**EXERCISE BRIEF**
Return the data unchanged, from its start through the line containing "267), (195, 314)]", both ends included. Leave the pictures out.

___ ENTRIES

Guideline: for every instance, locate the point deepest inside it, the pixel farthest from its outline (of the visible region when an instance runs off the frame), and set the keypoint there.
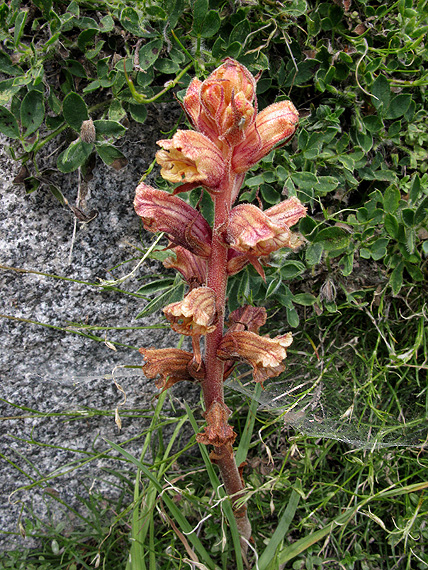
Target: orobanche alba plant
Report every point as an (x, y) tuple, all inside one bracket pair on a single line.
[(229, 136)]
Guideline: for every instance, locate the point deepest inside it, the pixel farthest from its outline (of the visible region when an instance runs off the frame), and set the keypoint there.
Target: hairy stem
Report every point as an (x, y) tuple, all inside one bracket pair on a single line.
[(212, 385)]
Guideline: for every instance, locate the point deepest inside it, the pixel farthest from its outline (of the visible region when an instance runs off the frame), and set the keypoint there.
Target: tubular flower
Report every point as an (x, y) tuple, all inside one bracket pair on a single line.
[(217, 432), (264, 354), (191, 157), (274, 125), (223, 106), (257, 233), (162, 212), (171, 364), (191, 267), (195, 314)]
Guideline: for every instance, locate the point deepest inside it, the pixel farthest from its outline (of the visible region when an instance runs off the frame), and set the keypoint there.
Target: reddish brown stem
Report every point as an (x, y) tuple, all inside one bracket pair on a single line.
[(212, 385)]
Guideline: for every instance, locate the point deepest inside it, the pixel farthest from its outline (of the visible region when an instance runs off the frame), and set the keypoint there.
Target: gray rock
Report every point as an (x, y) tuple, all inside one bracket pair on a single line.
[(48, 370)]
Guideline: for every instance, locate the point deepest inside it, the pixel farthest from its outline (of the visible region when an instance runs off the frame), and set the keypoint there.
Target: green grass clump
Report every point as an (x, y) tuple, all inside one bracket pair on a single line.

______

**CORRECT OUTPUT**
Guideline: for every instance, locate the point deepest inside it, the pixel farthest from its outline (of the visible region when an instance runs off the frame), and set the keypoint there.
Target: orobanche alba plant
Report every point as an (x, y) tuple, all inside one bracket pair on a single line.
[(229, 136)]
Guideline: for every instance, locate the point deepest inside it, the pixel farthest from its outline (of the visible region when an instance runs off the frame), and set the keypoint there.
Target: hairy stem
Report every point as an (x, y) tuple, all inside one bracket pair on a single line.
[(212, 385)]
Guideline: for every instance, locate the point deepest inside it, the pixel farthest from its outline (of the visible region when an instance runs off the frame), and set the keypoint there.
Target: tubular flower
Report every point as an (x, y) tuple, all inside one bracket pair on a single line.
[(217, 432), (264, 354), (191, 157), (274, 125), (223, 106), (257, 233), (162, 212), (171, 364), (191, 267), (195, 314)]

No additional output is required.